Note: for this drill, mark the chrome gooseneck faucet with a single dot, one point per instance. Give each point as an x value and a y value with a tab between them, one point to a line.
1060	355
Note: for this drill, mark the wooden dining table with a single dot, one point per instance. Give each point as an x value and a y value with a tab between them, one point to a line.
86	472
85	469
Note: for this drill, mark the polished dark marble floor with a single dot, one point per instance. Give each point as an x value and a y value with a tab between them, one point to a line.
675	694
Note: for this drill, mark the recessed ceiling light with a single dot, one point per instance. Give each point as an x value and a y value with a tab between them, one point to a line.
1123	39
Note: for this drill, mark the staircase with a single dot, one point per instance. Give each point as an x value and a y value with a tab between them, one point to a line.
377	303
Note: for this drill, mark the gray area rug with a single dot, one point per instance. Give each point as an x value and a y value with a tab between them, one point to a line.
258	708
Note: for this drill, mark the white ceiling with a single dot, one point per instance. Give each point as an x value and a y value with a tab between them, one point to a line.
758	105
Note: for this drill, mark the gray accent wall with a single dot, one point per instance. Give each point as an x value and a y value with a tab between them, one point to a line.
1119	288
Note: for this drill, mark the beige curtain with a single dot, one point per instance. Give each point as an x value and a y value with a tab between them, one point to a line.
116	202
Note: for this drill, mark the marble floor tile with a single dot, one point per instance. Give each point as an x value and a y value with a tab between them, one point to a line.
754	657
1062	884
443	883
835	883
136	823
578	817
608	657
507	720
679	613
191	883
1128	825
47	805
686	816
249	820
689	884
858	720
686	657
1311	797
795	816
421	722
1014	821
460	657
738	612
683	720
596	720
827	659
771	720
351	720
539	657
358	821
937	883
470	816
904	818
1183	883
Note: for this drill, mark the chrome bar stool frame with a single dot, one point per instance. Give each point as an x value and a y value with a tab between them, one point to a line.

****************************************

## What the exercise asks
The answer should reproduce each entry above in full.

## Exercise answer
Note: for this drill, mark the chrome gooseneck faucet with a single dot, one point per instance. Give each point as an x value and a y value with a tab between them, one point to a line.
1060	355
Note: for this drill, mark the wooden dining table with a single dot, one point per instance. Give each point as an x value and a y value with a tab between them, one point to a line.
86	472
85	469
Note: for this drill, mark the polished dark marble floor with a single dot, one point per instance. Give each point as an x value and a y value with a tab between them, one point to a line.
675	694
Note: for this drill, mark the recessed ceiling light with a single dot, one point per instance. Give each point as an x value and a y value with a tab between them, one point to a line.
1123	39
Note: for this drill, mark the staircase with a single dot, one point per instance. Give each point as an x value and a y value with a tab between them, one point to a line.
377	303
Note: for this drill, mark the gray area rug with a single dot, one point per instance. Give each point as an x value and a y value with a tab between them, one point to a line.
258	708
Note: for this drill, mark the white ceiling with a single dot, one point per instance. Give each point as an x value and a y value with a tab between them, one point to a line.
758	105
Note: for this drill, mark the gray accent wall with a single dot, one point per instance. Give each point as an x value and a y value with a tab between them, one point to a line.
1119	288
Note: for this drill, mark the beige curtain with a single dot, one point per instance. Give each point as an x value and a y value with a tab between them, one point to a line.
116	202
Note: for this drill, mark the marble floor tile with a single dot, one point per instance. Give each point as an x value and a y value with a tab between them, one point to a line.
754	657
1062	884
443	883
835	883
136	823
578	817
608	657
507	720
679	613
191	883
1128	825
47	805
686	816
249	820
689	884
858	720
686	657
1311	797
795	816
421	722
1014	821
460	657
738	612
683	720
596	720
827	659
771	720
351	720
539	657
358	821
937	883
470	816
904	818
1183	883
Note: for this drill, mark the chrome bar stool frame with a single dot, one point per instance. Give each point as an x value and a y value with a tab between them, one point to a line.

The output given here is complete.